Pointing and labeling entries:
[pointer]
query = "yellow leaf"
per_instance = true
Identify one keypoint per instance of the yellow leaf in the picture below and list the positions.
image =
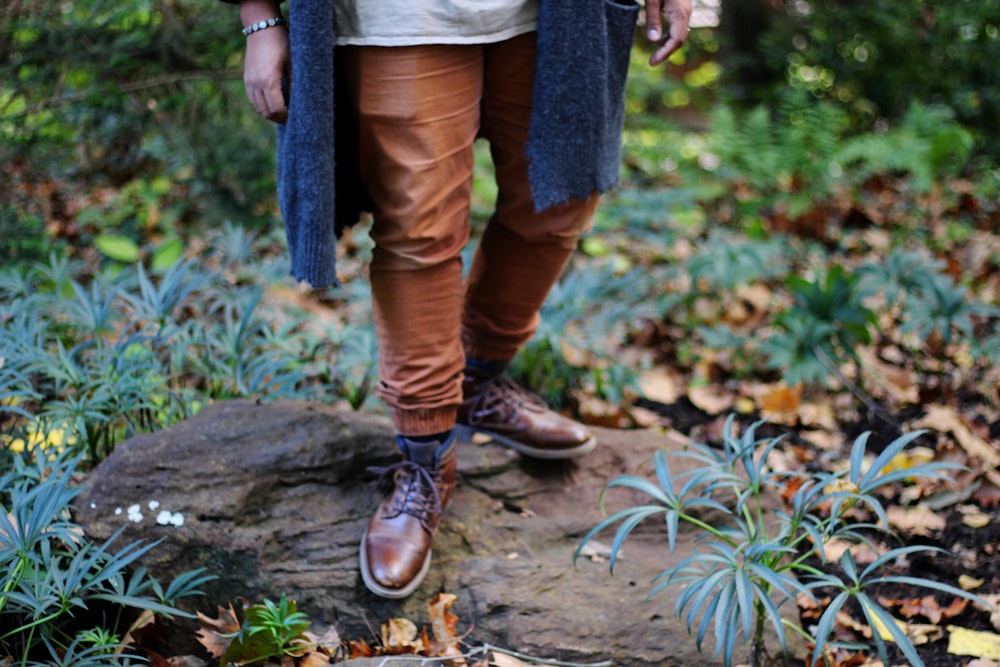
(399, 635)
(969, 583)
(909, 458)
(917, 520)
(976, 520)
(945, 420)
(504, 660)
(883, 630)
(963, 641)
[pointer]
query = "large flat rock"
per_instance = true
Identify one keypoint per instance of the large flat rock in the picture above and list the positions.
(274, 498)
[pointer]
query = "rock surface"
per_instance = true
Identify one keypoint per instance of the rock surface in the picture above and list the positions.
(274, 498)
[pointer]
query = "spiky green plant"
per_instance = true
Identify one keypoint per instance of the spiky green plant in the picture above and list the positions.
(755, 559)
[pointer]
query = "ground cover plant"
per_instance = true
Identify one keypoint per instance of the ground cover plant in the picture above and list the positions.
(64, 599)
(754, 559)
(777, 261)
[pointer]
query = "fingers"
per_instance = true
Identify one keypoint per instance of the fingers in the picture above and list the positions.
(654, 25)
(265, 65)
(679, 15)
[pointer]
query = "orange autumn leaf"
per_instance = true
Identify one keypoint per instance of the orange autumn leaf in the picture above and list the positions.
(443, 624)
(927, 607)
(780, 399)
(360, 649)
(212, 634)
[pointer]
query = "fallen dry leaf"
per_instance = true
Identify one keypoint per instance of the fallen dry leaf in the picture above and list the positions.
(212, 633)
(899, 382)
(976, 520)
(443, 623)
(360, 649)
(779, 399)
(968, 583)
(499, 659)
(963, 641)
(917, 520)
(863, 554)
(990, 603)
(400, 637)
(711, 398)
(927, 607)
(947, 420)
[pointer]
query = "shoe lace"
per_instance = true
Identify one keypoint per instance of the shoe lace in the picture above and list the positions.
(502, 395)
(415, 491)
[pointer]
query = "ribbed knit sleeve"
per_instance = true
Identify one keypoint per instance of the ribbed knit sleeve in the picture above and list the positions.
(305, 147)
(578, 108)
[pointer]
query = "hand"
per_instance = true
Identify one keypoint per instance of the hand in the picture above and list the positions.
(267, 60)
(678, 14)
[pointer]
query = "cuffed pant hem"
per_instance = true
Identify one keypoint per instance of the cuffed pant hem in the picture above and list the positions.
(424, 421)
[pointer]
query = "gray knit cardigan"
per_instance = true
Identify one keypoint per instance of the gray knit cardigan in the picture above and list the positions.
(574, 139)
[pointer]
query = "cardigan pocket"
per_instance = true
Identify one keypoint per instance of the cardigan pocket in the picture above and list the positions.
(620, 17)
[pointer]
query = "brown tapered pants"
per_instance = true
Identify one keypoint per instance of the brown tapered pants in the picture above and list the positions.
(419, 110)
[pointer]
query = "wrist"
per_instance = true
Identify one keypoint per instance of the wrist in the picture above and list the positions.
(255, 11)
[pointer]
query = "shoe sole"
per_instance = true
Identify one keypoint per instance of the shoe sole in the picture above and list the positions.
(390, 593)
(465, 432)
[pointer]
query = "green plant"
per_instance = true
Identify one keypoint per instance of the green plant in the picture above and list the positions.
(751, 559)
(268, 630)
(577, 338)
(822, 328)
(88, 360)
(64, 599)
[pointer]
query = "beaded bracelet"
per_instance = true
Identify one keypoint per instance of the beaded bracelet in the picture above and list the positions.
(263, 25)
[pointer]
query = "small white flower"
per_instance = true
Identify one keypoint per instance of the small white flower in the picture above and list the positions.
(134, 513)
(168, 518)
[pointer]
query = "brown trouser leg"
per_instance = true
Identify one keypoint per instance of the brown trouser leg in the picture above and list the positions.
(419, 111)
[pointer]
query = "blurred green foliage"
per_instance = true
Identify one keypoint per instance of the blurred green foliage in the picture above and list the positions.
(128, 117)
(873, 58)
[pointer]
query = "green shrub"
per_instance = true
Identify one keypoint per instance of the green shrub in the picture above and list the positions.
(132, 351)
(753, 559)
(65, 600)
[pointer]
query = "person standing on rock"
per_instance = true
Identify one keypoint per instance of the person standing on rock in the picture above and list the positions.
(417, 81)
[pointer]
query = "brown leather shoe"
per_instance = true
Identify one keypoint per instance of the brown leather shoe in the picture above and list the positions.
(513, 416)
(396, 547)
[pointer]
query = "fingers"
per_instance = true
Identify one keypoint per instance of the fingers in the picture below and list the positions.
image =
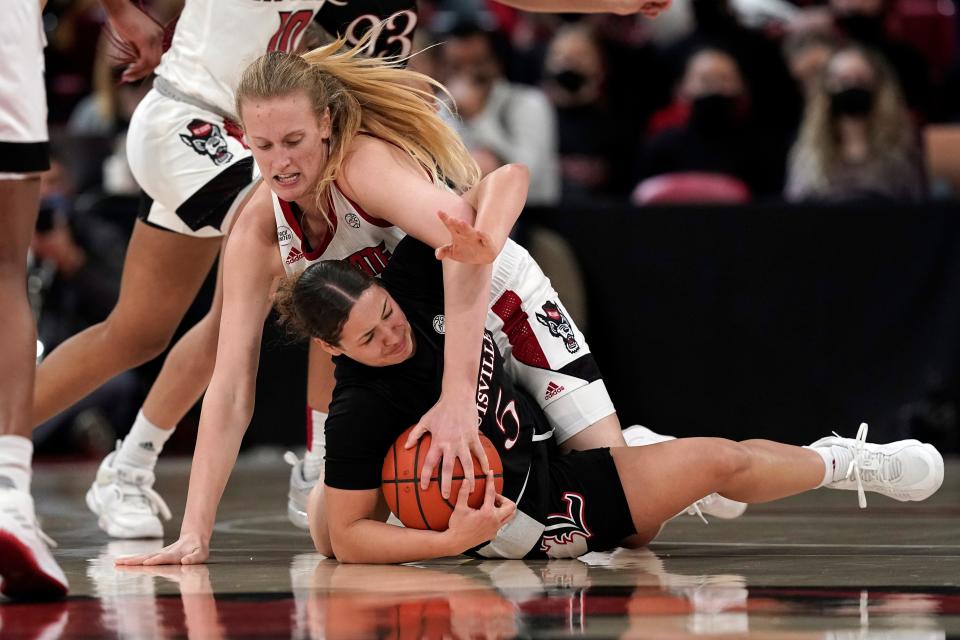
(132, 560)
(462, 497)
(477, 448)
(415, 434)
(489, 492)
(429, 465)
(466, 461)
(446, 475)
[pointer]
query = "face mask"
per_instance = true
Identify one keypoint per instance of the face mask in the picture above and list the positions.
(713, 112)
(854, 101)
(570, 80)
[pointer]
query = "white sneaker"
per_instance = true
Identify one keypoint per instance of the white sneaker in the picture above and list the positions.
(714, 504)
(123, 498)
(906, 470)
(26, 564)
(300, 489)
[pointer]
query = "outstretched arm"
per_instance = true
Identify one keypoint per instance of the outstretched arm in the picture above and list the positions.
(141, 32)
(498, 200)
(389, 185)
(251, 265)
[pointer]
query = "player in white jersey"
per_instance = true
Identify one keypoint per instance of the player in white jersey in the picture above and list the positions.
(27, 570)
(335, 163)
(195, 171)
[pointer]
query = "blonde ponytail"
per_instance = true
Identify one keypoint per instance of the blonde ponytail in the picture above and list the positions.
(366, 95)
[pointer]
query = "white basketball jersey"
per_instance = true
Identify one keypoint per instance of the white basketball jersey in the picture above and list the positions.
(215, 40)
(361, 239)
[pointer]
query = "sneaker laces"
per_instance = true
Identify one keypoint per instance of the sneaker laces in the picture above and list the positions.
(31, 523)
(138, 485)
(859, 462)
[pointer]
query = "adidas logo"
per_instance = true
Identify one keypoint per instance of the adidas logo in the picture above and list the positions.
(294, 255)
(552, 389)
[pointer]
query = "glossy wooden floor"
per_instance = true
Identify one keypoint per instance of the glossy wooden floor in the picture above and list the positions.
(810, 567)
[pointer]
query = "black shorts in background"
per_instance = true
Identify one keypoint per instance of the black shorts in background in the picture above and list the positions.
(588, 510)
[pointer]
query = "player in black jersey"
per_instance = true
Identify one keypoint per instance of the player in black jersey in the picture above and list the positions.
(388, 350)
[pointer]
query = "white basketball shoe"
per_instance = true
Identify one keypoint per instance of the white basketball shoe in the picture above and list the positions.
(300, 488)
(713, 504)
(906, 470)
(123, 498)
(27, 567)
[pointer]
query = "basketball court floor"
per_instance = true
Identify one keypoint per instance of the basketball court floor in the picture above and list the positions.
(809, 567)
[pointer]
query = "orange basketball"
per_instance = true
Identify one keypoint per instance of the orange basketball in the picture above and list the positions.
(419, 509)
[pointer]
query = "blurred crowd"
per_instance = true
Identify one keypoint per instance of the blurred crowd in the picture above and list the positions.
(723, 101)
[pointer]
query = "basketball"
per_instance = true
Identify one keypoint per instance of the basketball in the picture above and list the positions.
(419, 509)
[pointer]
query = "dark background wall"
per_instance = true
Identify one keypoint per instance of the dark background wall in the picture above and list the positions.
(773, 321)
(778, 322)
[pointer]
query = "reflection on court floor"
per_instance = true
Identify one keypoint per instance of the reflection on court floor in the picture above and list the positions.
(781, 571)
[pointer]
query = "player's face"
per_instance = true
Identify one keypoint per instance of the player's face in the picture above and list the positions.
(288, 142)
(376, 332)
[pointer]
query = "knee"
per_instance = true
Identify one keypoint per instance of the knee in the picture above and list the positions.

*Your instructions*
Reproduce the material word for word, minus the images.

*Answer for this exercise*
[pointer]
query = "yellow leaf"
per_instance = true
Identify one keypoint per instance of the yellow leaf in the picture below and list the positions.
image =
(399, 635)
(969, 583)
(909, 458)
(917, 520)
(976, 520)
(945, 420)
(504, 660)
(883, 630)
(963, 641)
[pointer]
query = "large flat rock"
per_instance = true
Identify one keypoint per instance of the large flat rock in the picture above and list the positions.
(274, 498)
[pointer]
query = "rock surface"
per_instance = true
Identify one keypoint per instance of the rock surface in the picture above and list the positions.
(274, 498)
[pointer]
query = "spiky green plant"
per_instance = true
Identify one keypoint per instance of the spiky green plant in the picture above and list the positions.
(755, 559)
[pointer]
query = "ground cover plant"
per_instance = true
Identify one keypoint per instance of the ground cover plant in the picture above and list the positions.
(64, 599)
(754, 559)
(777, 261)
[pointer]
query = "fingers"
per_instance = true
Identify one keypoint per instance of the fingers in the picture above and list the positions.
(654, 25)
(265, 65)
(679, 15)
[pointer]
query = "orange autumn leaf"
per_instance = true
Identify one keypoint per instance of the orange autumn leaf in the picture above and list the positions.
(443, 624)
(927, 607)
(780, 399)
(360, 649)
(212, 634)
[pointer]
query = "fallen dry leaf"
per_instance = true
Identify one keypoint per instance of the fallen dry leaf in the picture above and list the positions.
(212, 633)
(899, 382)
(976, 520)
(443, 623)
(360, 649)
(779, 399)
(968, 583)
(499, 659)
(963, 641)
(917, 520)
(863, 554)
(990, 603)
(400, 637)
(711, 398)
(927, 607)
(947, 420)
[pointer]
query = "shoe lace"
per_instance = true
Identify one keypoint per instance of the shoe lace in the picture above and list the positions.
(502, 395)
(415, 491)
[pointer]
query = "ribbed knit sleeve"
per_instance = true
Identify one keypoint per instance of the ribbed knit sleeve in the picture above and list the positions.
(305, 147)
(578, 108)
[pointer]
query = "hand"
per_instance = true
Identify one keypoint per instance of the hand in the picture above and list the positions.
(267, 60)
(678, 14)
[pointer]
query = "cuffed pant hem"
per_instance = true
Identify one keypoint per instance of the cuffed pant hem in the picture above and list the positions.
(424, 421)
[pointer]
query = "gray knit cardigan"
per_instance = true
Identify one keypoint per instance of the gray knit cardigan in the picture above and list the positions.
(574, 139)
[pointer]
query = "cardigan pocket"
per_instance = true
Identify one keypoint per instance of the cardigan pocket in the picture above and list the positions.
(620, 17)
[pointer]
query = "brown tapered pants"
per_instance = true
Identify one keypoint per instance of the brown tapered pants in the picture above and list the positions.
(419, 110)
[pointer]
query = "wrist"
per_instance = true
Identify one keypoint per instance of the wrist in the picture above and list the positions.
(255, 11)
[pointer]
query = "shoe sole"
per_instance = true
Identify one keypoint per instance of the shoe sole in the picture above and list the positions.
(390, 593)
(465, 432)
[pointer]
query = "green plant"
per_instance = true
Identify one keypoint per instance of the green plant in the picture above and list the positions.
(751, 559)
(268, 630)
(577, 338)
(822, 328)
(88, 360)
(64, 599)
[pointer]
query = "beaded bracelet"
per_instance = true
Identify one keypoint per instance of the beaded bracelet in the picture above and list the positions.
(263, 25)
[pointer]
query = "small white flower"
per_instance = true
Identify one keypoint per instance of the small white flower in the picture above and list the positions.
(134, 513)
(168, 518)
[pointer]
query = "brown trouser leg"
per_instance = true
Identify one keypoint per instance of the brown trouser leg in the picture above and list the positions.
(419, 111)
[pointer]
query = "blurred green foliage"
per_instance = true
Identify one keypoint per instance of the blurred green foliage in the picture above and list the positions.
(128, 117)
(873, 58)
[pointer]
query = "green shrub"
per_instance = true
Identify one keypoint per instance of the green shrub in the picture above and list the positions.
(132, 351)
(753, 559)
(65, 600)
[pointer]
query = "person standing on rock"
per_instance = true
Identify one keypoint per instance of the person standing on rock in the picture above and list the positions.
(417, 81)
[pointer]
query = "brown leather shoe"
per_instance = true
Identify one keypoint per instance of the brown leather shoe in the picture above and list the positions.
(513, 416)
(396, 547)
[pointer]
query = "fingers"
per_instance = true
Identify one keypoint per instance of the fingers in the picture below and list the positions.
image =
(132, 560)
(462, 497)
(477, 448)
(415, 434)
(489, 492)
(429, 465)
(466, 461)
(446, 475)
[pointer]
query = "face mask"
per_instance = true
Identify one keypoint per instance of the face mask in the picture above and list the positions.
(713, 112)
(854, 101)
(570, 80)
[pointer]
query = "white sneaker"
per_instance = true
Identify one keypoint per instance of the white sneaker in the picture above and list the positions.
(714, 504)
(123, 498)
(906, 470)
(26, 564)
(300, 489)
[pointer]
query = "outstretched arm"
per_instance = true
Identify one keypoint per instance of the outstretched arm in the picture above and list the positions.
(141, 32)
(498, 200)
(389, 185)
(251, 265)
[pointer]
query = "player in white jersey"
per_instance = true
Identify one keypoint per instance of the player in white jersey in the picture above and list the positions.
(27, 570)
(335, 163)
(195, 171)
[pointer]
query = "blonde ponytail"
per_instance = true
Identify one keypoint per instance of the blonde ponytail in the picture above and list the positions.
(366, 95)
[pointer]
query = "white basketball jersey"
per_instance = true
Identify one keypoint per instance of the white basketball jersey in the picture above and list the positions.
(215, 40)
(361, 239)
[pointer]
query = "sneaker laces"
per_instance = true
Identify one keypoint per instance of the sneaker laces in the picture above and list the positions.
(31, 523)
(138, 485)
(859, 462)
[pointer]
query = "adidas logo"
per_instance = true
Identify one keypoint per instance of the adidas logo in the picture above and list the positions.
(294, 255)
(552, 389)
[pointer]
query = "glossy wooden floor"
per_instance = true
Identify one keypoint per instance of the glossy wooden floor in the picture above and list the positions.
(810, 567)
[pointer]
query = "black shorts in background"
per_instance = true
Identify one keypoint per instance of the black shorts in background in the picture above and list the positions.
(588, 510)
[pointer]
query = "player in black jersey"
per_instance = true
Identify one keypoint per instance of the player in black jersey in the picture above and list the positions.
(388, 350)
[pointer]
query = "white basketball shoe"
per_instance = true
Identify one keypoint per instance of the white basketball shoe in the picture above and list the positions.
(300, 488)
(713, 504)
(906, 470)
(123, 498)
(27, 567)
[pointer]
query = "basketball court floor"
per_instance = true
Identify one keypoint per instance of the basketball court floor in the picture above and list the positions.
(809, 567)
[pointer]
query = "orange basketball"
per_instance = true
Identify one keypoint per instance of the orange basketball in the picture above and list the positions.
(419, 509)
[pointer]
query = "blurred crowd"
per_instance = true
Identify one keypoint per instance of the blurred crowd in the picture above and list the positions.
(723, 101)
[pointer]
query = "basketball"
per_instance = true
Identify one keypoint per instance of the basketball in the picture above and list the positions.
(419, 509)
[pointer]
query = "dark background wall"
per_instance = true
Identify one keypoint per instance of the dark background wall in the picture above and list the positions.
(773, 321)
(778, 322)
[pointer]
query = "reflection on court floor"
per_instance = true
Identify one keypoint per instance of the reflection on court floor in the picture above and list the positions.
(781, 571)
[pointer]
query = "player's face"
per_instance = true
Identify one keypoint per instance of the player's face in the picture above and list the positions.
(288, 142)
(376, 332)
[pointer]
query = "knee"
per_instance = true
Identify one keypoint per instance of the knee in the picture above and list the positions.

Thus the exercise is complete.